# SOURCE PASSAGE
--------------------------------
Throughout Greek and Latin scientific and medical literatures, women’s bodily fluids are described with metaphorical language evoking the dynamics of rivers and springs. Agricultural language, especially irrigation, also features prominently in metaphors for human reproduction and the female body, emerging in a variety of early Greek sources (see, for example, duBois, 1988). In this paper, I consider the persistence of water metaphors as tools for understanding the reproductive process primarily in scientific and medical literature from the Roman Empire. Beyond basic observations (i.e., reproduction involves bodily fluids: semen, blood, amniotic fluid, lochia, breast milk), why was this metaphorical language so persistent? What can it reveal about attitudes towards pregnancy and birth? Cole (2004) has suggested a connection between risk and agricultural metaphors for the female body in the Hippocratic corpus. Looking to later sources that engage with the tradition she examines, I argue that water was one significant way of talking about reproductive risk and the complex dynamics of pregnancy and birth. Through an exploration of these issues, it is my aim to historicize reproductive risk in Greco-Roman medical culture.
Water fosters life, but can also threaten the very life forms it nourishes. Its potential for inflicting great harm emerges as a theme in various genres of literature: oceans and rivers can be sources of overwhelming violence. Simultaneously, water is necessary for flourishing—for vegetal, animal, and human life. My paper focuses on metaphorical language that captures this ambiguity. Agriculture is described in various sources as a human response to loss of Edenic bounty, the golden age’s spontaneous generation of sustenance from the land (e.g., Ovid, Met. 89-124; Virgil,
G. 1.125-59). Growing crops exemplifies people’s effort to sustain human life by exploiting the natural landscape. Like human reproduction, it is essential for the maintenance of human communities. Agriculture is a vulnerable process: too much or too little moisture devastates a crop, its success relies on mixture. Whatever the risks, agriculture is a necessity, and water embodies that necessity.
--------------------------------
# MATERIAL SUPPLIED
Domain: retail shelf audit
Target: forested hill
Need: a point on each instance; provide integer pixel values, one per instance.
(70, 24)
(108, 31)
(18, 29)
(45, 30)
--------------------------------
# TASK ITEM
In the passage on water metaphors for reproduction, who is credited with suggesting a connection between risk and agricultural metaphors for the female body in the Hippocratic corpus?

# SOLVED EXERCISE
Cole (2004).